→ Consignes de l'exercice:
Répondez s'il vous plaît aux questions suivantes sur le texte ci-dessous consacré au rendement du travail humain :
1. Dans quel livre le retour sur le travail humain est-il documenté, et qui en est l'auteur ?
2. Quelles personnes la baisse du rendement du travail humain touche-t-elle ?
3. Quelle frontière le texte fixe-t-il pour le calcul de l'EROEI du travail humain et du travail des animaux ?

→ Bloc de texte:
***

Il y a aussi une analyse parallèle du rendement du travail humain. Le retour sur le travail humain a été étudié pendant de nombreuses années et est documenté dans des livres tels que The Upside of Down, de Thomas Homer-Dixon. En fait, Homer-Dixon parle de la chute de l’EROEI par rapport au travail humain, qui serait à l’origine de la chute de l’Empire romain.

Le rendement du travail humain peut baisser de plusieurs manières:

  1. Si les ressources s’épuisent ou s’érodent. Par exemple, si la couche superficielle du sol devient trop mince, ou si les réserves d’énergie s’épuisent.
  2. Si la population augmente trop, par rapport aux ressources. Nous sommes vraiment intéressés par des choses comme les terres arables par habitant et les barils de pétrole par habitant.
  3. Si une part disproportionnée du rendement que l’économie reçoit va à un groupe d’élite, de sorte que les travailleurs eux-mêmes ne reçoivent pas assez.

Les rendements décroissants du travail humain sont très semblables à la chute des salaires. Cette baisse du rendement affecte les personnes qui se situent au bas de la hiérarchie de l’emploi, comme les jeunes qui viennent juste de quitter l’école et les travailleurs sans trop d’éducation. Ces salaires peuvent ou non diminuer en termes monétaires. Ce qui est important, c’est que les biens et services que ces salaires achètent, soient calculés sur une base par habitant. Une fois que les rendements décroissants du travail humain commencent à se produire, tout le système commence à se défaire:

  1. Les gouvernements ne peuvent pas percevoir suffisamment d’impôts.
  2. Les entreprises perdent les économies d’échelle qu’elles avaient auparavant.
  3. Une part importante de la dette ne peut être remboursée avec intérêt.
  4. Les citoyens individuels estiment qu’ils ne peuvent se permettre de se marier et de créer de nouvelles familles, parce que leurs salaires sont trop bas et qu’ils ont trop de dettes.
  5. Autrefois, les épidémies se faisaient plus fréquentes, parce que les travailleurs ne pouvaient pas se permettre un régime alimentaire adéquat.

Je dirais que la baisse du rendement du travail humain est le principal type de chute de l’EROEI dont nous devrions nous préoccuper, parce qu’elle représente la somme de tous les types de rendements obtenus par l’économie. Cela pourrait être considéré comme le Retour social sur l’énergie investie.

Je dirais également que l’EROEI sociétal, défini de cette manière, est déjà trop faible. L’une des façons de voir cela est le taux de chômage plus élevé des jeunes dans de nombreux pays. Une autre est un taux différé de mise en place de nouvelles familles. Une autre est le salaire de beaucoup de travailleurs moins instruits, qui augmente moins rapidement que l’inflation.

Les éléments clés qui rendent le calcul de l’EROEI du travail humain et de l’EROEI du travail des animaux si intéressant sont :

  1. Des limites claires sur ce qui doit être inclus. La frontière est par animal, ou par être humain.
  2. Le timing très proche entre le moment où l’énergie est consommée (nourriture ou autre) et celui ou la production est disponible (énergie animale utilisée ou biens et services consommés par l’homme).

***

→ Données disponibles:
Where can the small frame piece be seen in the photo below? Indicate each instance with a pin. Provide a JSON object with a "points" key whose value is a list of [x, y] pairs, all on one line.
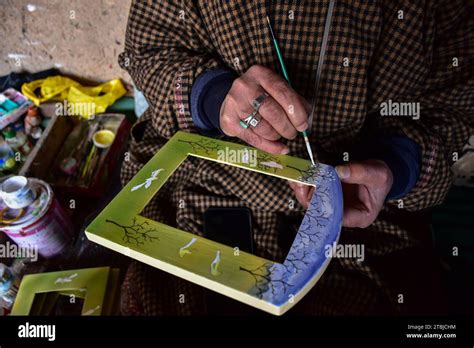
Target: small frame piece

***

→ Réponse rédigée:
1. Dans The Upside of Down, de Thomas Homer-Dixon.
2. Les personnes situées au bas de la hiérarchie de l'emploi, comme les jeunes qui viennent juste de quitter l'école et les travailleurs sans trop d'éducation.
3. La frontière est par animal, ou par être humain.